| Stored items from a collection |

_ _ _

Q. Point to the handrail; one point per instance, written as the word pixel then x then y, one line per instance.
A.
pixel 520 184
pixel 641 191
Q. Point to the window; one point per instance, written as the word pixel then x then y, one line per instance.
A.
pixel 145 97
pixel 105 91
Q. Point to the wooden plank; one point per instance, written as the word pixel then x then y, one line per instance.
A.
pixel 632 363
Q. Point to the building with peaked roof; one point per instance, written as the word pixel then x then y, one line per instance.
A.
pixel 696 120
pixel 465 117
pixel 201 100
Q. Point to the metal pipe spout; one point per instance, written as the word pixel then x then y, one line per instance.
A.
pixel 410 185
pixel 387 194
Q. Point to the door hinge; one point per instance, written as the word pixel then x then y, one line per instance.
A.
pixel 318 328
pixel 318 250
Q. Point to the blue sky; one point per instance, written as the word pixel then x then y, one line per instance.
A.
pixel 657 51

_ _ _

| TASK DESCRIPTION |
Copy every line of the records above word for word.

| TASK RESPONSE |
Q. Point to the handrail; one point per instance, written as the word pixel then x then y, one line per instance.
A.
pixel 520 184
pixel 641 191
Q. Point to the window; one point per instance, written as the word pixel then x then y, one line per instance.
A.
pixel 145 97
pixel 105 91
Q. Point to the wooden plank; one point per instance, written as the word pixel then x then y, one line per instance.
A.
pixel 632 363
Q. Point to the building with peaked roof; one point per instance, written as the word pixel then x then y, one line per instance.
A.
pixel 696 120
pixel 465 117
pixel 201 100
Q. Point to the metal pipe spout; one point per instance, written as the word pixel then x then y, one line per instance.
A.
pixel 410 185
pixel 387 194
Q. Point to the door hinge; one point per instance, written as the word pixel then x then y, one line per instance.
A.
pixel 318 328
pixel 318 250
Q. Point to the blue sky; one point per instance, written as the word pixel then x then y, one line per instance.
A.
pixel 657 51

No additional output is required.